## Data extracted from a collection
· · · · ·

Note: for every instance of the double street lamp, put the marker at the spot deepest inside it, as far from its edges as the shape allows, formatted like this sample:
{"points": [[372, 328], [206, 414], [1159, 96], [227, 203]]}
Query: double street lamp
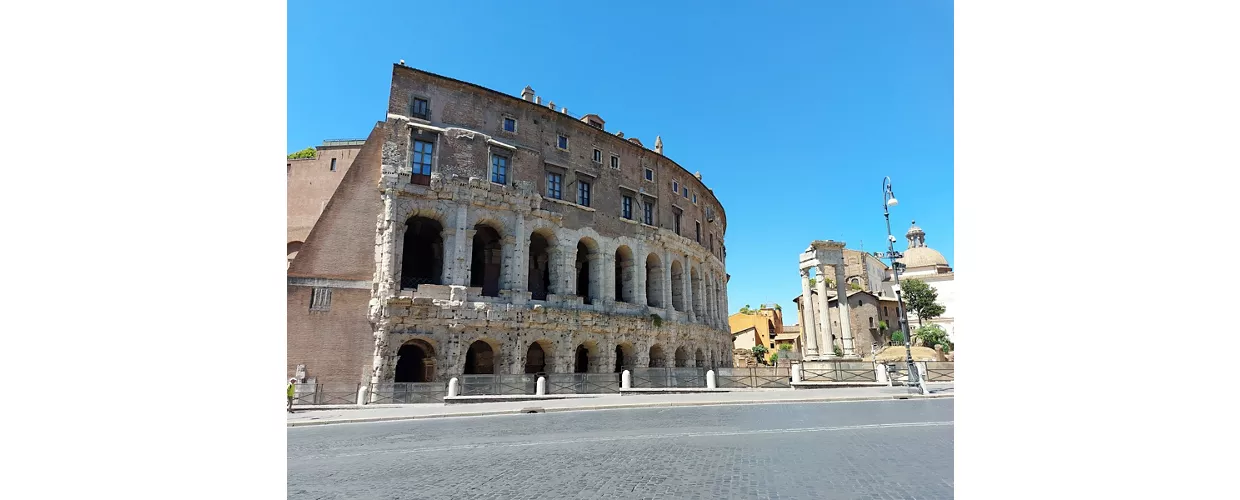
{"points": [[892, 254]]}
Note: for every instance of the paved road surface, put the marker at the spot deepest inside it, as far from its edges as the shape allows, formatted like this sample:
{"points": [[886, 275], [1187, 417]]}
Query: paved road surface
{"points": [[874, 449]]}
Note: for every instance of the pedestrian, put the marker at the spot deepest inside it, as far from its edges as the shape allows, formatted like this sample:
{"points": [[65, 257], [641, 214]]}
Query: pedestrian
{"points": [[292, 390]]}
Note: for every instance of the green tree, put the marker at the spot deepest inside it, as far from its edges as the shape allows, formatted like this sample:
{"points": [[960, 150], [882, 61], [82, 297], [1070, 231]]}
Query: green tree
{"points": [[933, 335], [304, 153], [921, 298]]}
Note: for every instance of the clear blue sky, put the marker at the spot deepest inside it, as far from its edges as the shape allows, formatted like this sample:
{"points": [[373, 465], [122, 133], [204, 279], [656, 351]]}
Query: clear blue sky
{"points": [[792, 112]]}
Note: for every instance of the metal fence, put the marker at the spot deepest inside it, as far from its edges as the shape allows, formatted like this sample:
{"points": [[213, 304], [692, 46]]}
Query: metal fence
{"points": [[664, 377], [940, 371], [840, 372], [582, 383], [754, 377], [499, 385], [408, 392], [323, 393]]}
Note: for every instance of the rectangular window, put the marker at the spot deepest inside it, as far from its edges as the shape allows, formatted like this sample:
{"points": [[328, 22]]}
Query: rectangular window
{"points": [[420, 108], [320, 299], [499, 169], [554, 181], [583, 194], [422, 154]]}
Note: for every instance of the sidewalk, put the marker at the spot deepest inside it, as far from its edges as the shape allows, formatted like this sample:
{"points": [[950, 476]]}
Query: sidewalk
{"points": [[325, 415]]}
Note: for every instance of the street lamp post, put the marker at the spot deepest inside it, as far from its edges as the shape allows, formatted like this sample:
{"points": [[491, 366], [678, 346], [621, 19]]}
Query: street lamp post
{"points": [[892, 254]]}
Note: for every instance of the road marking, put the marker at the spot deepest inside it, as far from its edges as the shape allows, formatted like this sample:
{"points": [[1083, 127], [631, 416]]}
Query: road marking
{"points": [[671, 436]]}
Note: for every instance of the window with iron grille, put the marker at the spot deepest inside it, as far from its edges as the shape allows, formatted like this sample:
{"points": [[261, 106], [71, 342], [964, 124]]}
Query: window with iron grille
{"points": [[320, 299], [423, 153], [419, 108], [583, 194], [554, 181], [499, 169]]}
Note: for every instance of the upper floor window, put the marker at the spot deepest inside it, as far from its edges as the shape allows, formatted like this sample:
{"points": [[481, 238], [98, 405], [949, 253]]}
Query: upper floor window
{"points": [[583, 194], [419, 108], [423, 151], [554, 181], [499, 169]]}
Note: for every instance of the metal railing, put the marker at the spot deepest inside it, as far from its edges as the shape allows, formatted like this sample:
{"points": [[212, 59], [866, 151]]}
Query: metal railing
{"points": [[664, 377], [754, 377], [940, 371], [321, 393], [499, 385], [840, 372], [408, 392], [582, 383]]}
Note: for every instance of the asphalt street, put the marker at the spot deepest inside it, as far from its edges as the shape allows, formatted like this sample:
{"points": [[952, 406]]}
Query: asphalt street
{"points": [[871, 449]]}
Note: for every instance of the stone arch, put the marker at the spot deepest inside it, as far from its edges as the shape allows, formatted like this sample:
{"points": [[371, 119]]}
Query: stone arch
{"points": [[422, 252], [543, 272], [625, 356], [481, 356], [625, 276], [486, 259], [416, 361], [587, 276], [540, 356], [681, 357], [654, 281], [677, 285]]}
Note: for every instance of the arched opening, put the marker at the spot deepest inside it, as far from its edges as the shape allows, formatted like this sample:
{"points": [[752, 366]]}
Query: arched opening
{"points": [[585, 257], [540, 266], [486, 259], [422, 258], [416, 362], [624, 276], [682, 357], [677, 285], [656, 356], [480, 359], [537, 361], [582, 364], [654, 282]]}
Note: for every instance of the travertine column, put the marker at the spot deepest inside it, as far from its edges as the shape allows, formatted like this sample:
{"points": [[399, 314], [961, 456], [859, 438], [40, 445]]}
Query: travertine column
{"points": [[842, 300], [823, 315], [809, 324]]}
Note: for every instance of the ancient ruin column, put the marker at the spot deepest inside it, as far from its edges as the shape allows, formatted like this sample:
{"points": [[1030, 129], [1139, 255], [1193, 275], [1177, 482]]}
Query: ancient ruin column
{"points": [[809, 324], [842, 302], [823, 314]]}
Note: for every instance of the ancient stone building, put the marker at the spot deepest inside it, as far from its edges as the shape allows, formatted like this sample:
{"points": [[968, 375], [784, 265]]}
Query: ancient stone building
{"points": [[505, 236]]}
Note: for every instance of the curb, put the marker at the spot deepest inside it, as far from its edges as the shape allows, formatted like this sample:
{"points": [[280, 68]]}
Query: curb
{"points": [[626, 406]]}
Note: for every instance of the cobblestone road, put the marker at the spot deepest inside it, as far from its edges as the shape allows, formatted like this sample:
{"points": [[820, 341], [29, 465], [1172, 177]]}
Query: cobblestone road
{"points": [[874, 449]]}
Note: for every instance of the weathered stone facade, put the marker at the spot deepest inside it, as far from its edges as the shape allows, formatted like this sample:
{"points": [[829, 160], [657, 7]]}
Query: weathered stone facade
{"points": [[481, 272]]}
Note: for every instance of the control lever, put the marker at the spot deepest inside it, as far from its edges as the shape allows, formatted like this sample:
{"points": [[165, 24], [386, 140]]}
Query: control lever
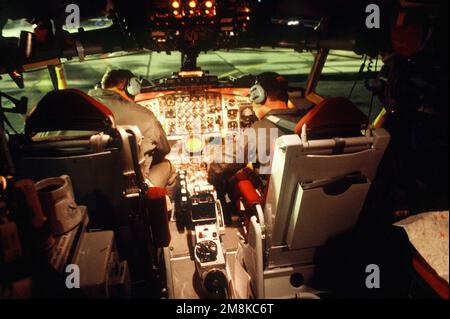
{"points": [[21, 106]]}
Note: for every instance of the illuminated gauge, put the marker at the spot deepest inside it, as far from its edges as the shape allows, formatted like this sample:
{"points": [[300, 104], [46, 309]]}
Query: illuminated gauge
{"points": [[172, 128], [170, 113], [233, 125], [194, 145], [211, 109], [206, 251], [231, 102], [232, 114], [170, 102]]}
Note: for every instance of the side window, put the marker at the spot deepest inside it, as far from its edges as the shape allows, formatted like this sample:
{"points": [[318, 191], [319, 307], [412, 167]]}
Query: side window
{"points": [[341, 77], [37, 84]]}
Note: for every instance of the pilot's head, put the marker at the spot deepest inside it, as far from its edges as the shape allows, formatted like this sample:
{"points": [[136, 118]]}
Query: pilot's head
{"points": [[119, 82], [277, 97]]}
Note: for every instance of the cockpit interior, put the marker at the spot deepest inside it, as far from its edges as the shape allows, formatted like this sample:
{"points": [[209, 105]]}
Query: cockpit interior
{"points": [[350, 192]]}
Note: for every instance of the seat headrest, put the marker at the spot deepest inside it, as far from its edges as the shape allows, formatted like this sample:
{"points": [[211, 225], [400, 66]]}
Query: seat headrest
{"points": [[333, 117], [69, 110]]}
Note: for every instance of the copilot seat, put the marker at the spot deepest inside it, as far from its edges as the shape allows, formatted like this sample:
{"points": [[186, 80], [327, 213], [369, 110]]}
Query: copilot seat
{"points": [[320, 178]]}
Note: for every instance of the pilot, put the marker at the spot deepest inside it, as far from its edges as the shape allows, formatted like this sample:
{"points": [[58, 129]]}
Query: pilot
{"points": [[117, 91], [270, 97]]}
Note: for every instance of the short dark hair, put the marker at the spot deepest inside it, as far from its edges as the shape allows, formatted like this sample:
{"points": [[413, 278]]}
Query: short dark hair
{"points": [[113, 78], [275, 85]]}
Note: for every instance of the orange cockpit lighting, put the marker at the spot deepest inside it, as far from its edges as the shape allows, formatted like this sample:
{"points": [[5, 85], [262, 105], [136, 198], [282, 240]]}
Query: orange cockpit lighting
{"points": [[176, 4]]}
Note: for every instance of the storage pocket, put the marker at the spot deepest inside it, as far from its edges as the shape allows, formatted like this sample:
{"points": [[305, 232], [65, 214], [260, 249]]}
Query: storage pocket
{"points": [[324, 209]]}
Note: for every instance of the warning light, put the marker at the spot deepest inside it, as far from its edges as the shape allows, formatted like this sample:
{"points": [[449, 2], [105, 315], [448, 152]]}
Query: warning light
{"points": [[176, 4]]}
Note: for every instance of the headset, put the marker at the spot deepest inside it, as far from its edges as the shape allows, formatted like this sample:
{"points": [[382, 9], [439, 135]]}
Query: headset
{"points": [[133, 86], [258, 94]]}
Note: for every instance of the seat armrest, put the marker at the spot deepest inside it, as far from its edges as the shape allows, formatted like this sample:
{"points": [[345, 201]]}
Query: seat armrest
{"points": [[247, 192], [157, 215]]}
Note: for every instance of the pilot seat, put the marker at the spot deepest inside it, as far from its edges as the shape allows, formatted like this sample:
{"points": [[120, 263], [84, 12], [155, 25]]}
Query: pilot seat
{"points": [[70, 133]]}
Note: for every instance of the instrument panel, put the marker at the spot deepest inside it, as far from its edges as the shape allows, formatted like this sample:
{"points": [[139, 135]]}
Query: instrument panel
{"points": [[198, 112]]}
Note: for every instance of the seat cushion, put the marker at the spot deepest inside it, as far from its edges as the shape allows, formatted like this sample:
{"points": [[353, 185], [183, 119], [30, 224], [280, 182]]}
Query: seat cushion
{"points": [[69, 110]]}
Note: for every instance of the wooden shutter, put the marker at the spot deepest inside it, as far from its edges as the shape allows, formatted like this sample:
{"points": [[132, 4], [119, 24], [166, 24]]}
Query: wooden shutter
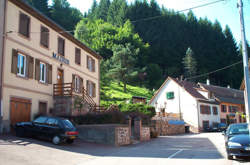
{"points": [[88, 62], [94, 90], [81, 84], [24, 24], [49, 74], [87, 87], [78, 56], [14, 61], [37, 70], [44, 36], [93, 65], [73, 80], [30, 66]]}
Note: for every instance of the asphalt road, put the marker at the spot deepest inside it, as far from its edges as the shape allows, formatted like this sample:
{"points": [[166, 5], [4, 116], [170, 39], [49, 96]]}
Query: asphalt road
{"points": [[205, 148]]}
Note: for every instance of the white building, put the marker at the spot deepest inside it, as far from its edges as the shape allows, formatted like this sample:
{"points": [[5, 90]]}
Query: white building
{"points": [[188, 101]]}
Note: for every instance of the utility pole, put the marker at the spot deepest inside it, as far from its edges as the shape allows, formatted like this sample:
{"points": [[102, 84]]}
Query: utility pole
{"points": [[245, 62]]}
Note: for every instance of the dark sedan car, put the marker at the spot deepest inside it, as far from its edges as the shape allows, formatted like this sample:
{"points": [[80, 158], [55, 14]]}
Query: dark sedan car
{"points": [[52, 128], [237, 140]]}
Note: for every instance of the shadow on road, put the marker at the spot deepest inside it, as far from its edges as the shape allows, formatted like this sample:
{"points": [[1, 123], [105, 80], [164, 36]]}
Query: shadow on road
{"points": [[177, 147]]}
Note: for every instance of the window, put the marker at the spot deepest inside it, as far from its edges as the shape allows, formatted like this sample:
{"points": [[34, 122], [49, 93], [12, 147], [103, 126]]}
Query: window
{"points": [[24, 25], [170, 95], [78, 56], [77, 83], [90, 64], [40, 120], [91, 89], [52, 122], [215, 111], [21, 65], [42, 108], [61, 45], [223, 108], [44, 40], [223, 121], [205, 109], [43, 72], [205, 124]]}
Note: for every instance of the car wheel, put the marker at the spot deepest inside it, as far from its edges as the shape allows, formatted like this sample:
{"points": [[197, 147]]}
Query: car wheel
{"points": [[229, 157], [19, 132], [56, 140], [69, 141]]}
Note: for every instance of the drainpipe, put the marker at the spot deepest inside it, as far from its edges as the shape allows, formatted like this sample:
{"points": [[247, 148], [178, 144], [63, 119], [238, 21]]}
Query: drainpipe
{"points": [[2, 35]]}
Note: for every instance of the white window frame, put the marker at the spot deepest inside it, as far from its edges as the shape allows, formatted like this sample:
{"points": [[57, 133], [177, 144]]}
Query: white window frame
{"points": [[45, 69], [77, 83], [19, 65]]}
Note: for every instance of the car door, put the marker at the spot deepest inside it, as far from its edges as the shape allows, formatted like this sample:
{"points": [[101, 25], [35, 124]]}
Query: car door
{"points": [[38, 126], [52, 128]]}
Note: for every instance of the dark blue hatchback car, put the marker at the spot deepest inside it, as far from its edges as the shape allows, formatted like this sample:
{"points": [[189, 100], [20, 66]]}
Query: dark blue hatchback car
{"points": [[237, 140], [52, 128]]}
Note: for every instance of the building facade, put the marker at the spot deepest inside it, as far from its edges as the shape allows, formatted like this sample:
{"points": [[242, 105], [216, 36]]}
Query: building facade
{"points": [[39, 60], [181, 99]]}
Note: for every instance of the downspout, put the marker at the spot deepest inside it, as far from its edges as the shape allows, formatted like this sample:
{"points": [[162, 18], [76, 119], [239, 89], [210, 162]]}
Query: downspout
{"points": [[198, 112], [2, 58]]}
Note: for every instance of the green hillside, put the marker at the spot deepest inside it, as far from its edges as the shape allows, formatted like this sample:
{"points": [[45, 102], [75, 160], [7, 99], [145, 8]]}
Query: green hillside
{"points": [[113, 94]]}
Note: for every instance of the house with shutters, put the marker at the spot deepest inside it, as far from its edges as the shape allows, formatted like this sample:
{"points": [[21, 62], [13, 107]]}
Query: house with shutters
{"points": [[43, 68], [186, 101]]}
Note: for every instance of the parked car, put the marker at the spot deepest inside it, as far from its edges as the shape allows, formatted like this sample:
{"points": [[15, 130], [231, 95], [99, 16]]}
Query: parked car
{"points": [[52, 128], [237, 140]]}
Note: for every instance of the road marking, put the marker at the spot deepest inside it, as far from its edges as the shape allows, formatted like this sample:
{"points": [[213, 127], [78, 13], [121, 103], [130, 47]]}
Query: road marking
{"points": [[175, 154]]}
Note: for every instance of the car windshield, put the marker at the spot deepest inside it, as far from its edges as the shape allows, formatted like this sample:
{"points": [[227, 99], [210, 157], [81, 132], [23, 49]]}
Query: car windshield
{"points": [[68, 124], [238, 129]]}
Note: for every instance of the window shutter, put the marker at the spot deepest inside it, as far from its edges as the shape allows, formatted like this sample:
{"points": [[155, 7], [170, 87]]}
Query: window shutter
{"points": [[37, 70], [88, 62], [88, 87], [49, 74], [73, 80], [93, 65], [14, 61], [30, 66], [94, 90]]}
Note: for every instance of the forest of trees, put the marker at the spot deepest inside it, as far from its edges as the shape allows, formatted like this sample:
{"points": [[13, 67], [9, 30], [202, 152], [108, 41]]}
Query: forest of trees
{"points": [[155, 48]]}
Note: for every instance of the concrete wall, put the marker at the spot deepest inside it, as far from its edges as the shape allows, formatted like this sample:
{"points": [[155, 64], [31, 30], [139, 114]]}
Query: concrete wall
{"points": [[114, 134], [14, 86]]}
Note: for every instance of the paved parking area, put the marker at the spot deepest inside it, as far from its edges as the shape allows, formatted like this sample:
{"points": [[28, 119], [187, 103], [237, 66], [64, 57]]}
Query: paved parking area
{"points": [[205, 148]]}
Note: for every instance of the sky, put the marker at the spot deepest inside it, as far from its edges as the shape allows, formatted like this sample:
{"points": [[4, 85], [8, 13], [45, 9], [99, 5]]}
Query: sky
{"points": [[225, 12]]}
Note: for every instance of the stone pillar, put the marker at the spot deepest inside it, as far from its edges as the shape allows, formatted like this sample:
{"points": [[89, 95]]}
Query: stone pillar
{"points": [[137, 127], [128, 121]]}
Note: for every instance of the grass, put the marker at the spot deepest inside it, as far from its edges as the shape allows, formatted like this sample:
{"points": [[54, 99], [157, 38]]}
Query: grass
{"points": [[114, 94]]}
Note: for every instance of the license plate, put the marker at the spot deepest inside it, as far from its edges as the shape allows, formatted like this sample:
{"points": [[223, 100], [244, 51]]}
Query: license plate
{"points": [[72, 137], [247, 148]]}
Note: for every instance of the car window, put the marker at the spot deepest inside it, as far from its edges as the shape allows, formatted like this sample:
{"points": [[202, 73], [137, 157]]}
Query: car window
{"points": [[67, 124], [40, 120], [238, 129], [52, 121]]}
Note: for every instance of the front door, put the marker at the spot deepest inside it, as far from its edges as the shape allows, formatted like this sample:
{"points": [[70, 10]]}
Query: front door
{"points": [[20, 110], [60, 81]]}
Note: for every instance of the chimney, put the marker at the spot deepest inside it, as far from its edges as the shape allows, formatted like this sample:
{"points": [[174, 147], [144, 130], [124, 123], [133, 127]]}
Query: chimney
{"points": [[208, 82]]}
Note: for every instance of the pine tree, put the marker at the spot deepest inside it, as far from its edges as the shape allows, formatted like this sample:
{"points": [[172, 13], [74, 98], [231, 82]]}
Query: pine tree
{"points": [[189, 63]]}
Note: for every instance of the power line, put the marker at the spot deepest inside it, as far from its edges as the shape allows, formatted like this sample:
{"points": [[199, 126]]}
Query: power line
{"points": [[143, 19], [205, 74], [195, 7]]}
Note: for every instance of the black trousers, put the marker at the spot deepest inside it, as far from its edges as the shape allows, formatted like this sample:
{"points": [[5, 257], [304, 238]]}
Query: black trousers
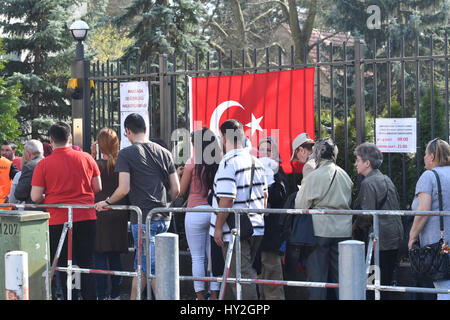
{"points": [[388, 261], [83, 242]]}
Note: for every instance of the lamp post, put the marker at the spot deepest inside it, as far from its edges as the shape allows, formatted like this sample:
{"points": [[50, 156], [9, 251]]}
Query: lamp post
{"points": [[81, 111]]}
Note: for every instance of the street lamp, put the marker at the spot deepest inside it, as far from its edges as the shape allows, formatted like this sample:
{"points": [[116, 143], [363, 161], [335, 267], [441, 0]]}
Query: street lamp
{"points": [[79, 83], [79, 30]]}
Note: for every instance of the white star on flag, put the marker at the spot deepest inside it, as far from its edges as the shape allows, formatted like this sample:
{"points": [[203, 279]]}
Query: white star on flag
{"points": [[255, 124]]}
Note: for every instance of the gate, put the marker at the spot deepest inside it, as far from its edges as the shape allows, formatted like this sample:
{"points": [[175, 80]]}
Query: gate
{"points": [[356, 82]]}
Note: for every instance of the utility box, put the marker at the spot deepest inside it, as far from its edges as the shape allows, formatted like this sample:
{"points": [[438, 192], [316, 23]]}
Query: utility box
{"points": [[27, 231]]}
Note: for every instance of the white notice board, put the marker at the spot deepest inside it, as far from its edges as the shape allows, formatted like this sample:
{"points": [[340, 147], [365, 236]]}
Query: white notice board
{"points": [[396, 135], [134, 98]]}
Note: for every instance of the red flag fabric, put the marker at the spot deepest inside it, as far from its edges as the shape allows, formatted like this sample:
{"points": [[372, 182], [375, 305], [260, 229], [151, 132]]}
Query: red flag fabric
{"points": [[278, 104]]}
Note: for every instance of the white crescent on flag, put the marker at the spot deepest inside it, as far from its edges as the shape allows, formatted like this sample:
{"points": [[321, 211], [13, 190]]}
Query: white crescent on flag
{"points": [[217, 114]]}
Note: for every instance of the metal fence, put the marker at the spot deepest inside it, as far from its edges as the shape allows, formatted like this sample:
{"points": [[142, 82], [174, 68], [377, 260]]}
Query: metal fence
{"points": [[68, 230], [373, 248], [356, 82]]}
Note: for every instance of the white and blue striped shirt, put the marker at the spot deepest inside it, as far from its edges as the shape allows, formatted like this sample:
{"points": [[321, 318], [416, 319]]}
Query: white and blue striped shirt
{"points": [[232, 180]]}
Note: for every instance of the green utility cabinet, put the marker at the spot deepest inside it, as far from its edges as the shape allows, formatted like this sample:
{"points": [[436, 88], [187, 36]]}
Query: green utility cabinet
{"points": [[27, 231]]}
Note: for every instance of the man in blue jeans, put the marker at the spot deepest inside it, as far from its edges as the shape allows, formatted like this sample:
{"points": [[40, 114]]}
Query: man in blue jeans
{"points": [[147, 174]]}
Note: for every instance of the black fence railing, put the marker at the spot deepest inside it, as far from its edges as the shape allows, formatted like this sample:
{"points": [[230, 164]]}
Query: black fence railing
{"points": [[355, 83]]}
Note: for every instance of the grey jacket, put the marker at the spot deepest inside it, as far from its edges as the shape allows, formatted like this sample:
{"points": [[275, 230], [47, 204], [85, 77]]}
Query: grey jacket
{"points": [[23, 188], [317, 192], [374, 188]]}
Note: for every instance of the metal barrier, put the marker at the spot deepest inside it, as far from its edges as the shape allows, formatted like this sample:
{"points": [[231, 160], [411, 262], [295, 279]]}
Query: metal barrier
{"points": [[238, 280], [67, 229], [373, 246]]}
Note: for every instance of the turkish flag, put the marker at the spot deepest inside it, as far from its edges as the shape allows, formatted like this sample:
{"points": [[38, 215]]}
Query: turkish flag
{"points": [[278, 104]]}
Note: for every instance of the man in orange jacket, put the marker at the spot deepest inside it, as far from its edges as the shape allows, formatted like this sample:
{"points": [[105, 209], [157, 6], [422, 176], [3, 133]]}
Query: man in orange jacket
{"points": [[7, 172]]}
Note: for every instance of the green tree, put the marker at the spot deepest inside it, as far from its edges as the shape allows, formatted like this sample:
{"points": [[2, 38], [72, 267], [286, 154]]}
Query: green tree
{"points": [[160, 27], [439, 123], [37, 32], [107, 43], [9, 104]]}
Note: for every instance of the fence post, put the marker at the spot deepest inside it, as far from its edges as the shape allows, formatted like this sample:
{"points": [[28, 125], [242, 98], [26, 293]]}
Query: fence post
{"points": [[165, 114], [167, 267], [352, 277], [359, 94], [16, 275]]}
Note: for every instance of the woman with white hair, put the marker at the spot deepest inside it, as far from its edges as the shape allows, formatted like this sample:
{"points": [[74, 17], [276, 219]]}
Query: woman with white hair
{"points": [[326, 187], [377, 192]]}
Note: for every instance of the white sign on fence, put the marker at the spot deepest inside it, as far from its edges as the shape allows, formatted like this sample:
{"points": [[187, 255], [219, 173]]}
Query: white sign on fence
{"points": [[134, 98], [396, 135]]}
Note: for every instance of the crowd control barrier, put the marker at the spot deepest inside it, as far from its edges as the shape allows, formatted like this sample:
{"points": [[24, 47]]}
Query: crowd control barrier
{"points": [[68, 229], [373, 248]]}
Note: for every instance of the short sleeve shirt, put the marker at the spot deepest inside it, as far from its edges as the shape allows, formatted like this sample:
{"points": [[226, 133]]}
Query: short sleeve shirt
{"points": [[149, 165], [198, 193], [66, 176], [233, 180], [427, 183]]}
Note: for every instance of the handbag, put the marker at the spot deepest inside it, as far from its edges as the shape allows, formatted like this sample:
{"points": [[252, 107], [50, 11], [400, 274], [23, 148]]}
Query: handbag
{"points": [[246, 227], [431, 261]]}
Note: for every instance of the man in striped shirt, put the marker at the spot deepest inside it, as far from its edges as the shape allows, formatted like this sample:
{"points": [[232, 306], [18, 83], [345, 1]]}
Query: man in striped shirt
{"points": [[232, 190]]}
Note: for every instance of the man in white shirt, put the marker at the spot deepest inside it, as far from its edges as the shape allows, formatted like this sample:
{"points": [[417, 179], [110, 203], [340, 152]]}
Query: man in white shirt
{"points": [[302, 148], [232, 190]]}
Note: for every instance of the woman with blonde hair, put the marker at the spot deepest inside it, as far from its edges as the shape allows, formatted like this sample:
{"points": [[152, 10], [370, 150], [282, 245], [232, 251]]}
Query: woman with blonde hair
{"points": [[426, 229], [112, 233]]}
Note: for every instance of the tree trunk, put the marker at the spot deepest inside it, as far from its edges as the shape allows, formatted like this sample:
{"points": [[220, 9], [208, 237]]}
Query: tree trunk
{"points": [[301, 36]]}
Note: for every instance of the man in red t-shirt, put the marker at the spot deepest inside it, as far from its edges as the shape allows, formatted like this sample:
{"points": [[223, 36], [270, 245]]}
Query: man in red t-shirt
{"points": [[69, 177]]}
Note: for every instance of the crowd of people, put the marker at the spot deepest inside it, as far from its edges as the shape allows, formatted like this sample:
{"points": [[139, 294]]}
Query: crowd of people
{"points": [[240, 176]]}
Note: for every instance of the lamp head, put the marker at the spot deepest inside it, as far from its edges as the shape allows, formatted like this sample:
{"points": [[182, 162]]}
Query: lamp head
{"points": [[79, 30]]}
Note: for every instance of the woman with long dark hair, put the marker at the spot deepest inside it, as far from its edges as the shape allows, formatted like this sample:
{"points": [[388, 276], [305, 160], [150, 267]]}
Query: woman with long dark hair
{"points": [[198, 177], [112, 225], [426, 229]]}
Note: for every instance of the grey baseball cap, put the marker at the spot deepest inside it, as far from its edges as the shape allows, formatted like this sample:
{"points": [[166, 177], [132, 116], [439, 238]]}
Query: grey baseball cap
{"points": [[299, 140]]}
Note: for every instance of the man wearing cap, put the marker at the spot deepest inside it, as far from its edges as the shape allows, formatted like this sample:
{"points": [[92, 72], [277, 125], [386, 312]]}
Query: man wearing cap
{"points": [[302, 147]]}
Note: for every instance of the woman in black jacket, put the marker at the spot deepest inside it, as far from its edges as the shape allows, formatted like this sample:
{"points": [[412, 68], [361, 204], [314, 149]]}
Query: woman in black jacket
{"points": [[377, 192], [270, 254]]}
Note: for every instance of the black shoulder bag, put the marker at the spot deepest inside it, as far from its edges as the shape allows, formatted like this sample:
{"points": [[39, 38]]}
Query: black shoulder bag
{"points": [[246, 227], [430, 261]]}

· · · · ·

## WHAT IS REQUIRED
Rewrite the part of the records that opens with the line containing "Note: for every instance of the black shoulder" and runs through the end of the records, swapping "shoulder bag" for "handbag" and leaving everything else unchanged.

## TASK ANSWER
Note: for every instance of the black handbag, put the marker at the spot deepest inside it, as far from its edges as the shape allows, formatted like this sample:
{"points": [[39, 38]]}
Query: black handbag
{"points": [[246, 227], [430, 261]]}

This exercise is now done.